*EXERCISE*
Find the line containing "Detection task: locate every wispy" in the data below and repeat it, along with all later lines, exactly through the last one.

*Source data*

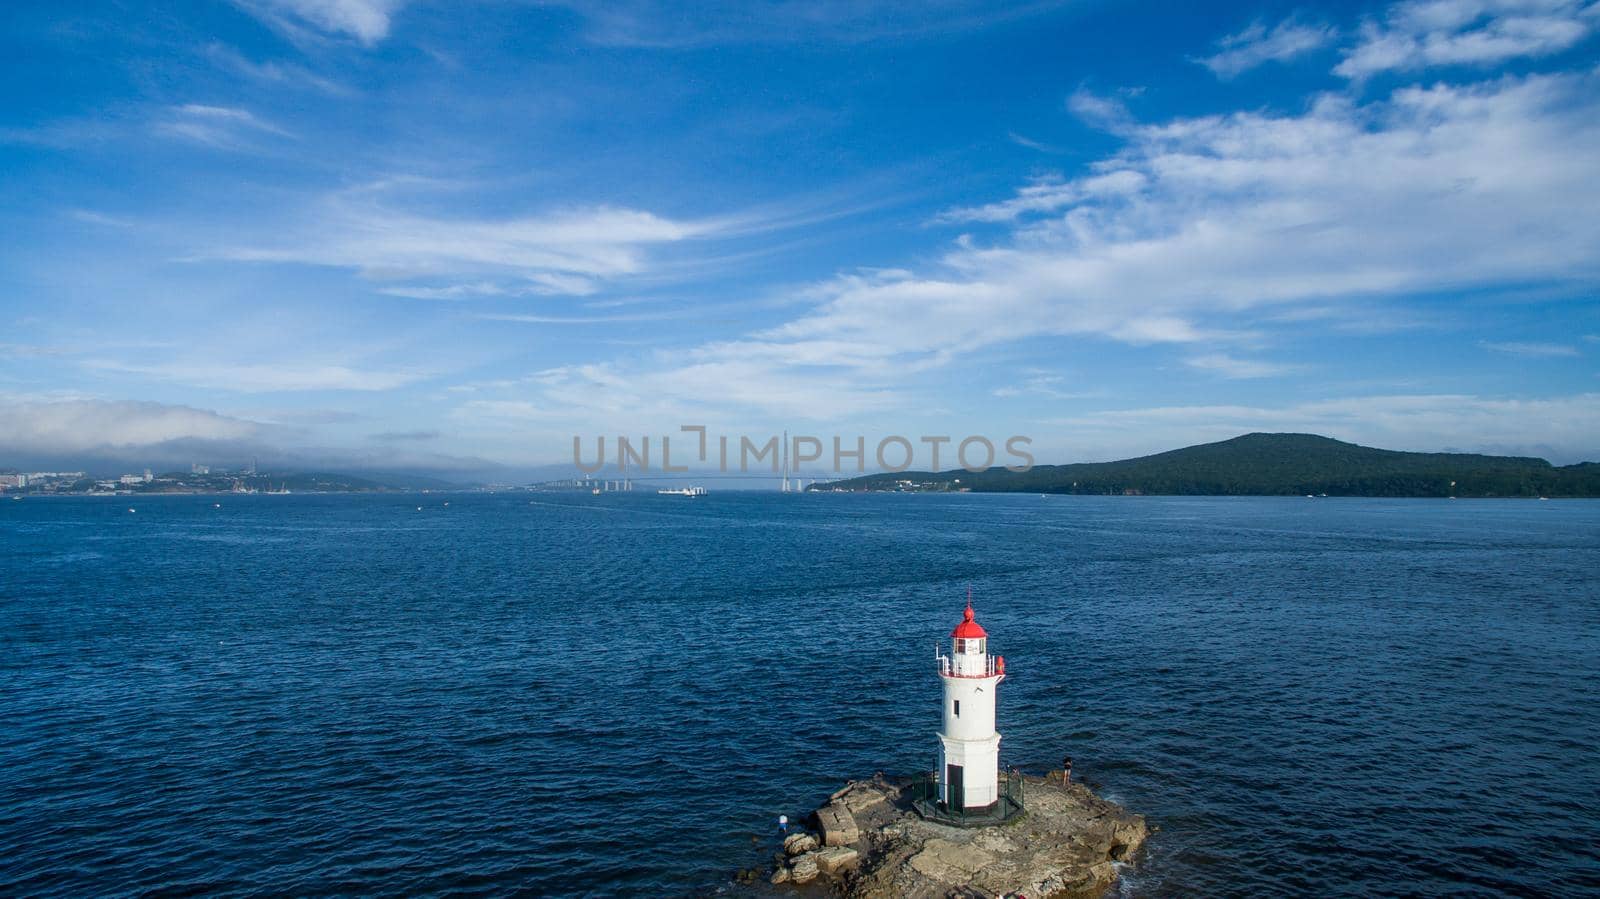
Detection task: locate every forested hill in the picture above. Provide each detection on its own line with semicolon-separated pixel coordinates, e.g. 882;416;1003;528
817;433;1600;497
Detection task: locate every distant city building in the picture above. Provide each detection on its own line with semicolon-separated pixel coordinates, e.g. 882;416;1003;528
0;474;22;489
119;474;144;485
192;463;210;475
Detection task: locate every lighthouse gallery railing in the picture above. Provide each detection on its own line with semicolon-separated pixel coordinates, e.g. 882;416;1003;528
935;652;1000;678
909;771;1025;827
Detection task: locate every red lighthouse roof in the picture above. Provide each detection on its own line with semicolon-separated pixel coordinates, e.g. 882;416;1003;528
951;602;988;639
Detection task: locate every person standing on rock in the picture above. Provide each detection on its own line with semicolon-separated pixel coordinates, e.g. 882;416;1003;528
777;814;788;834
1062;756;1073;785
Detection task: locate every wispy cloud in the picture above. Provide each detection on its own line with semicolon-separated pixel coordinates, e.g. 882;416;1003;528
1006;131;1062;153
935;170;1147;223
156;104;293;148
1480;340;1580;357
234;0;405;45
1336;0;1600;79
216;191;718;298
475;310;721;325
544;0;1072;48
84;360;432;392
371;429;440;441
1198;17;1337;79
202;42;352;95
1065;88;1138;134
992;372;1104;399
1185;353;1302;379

*TASK OUTPUT*
Detection task: locate every wispy cloud in the picture above. Provide each detection on its own line with semicolon-separated pixel coordinates, e.g. 882;416;1003;528
1006;131;1062;153
935;170;1147;223
156;104;293;148
1480;340;1580;357
234;0;405;45
1336;0;1600;79
216;191;718;298
475;310;721;325
544;0;1072;48
84;360;432;392
371;429;440;441
1198;17;1337;79
202;42;352;95
1065;88;1138;134
992;372;1104;399
1185;353;1302;379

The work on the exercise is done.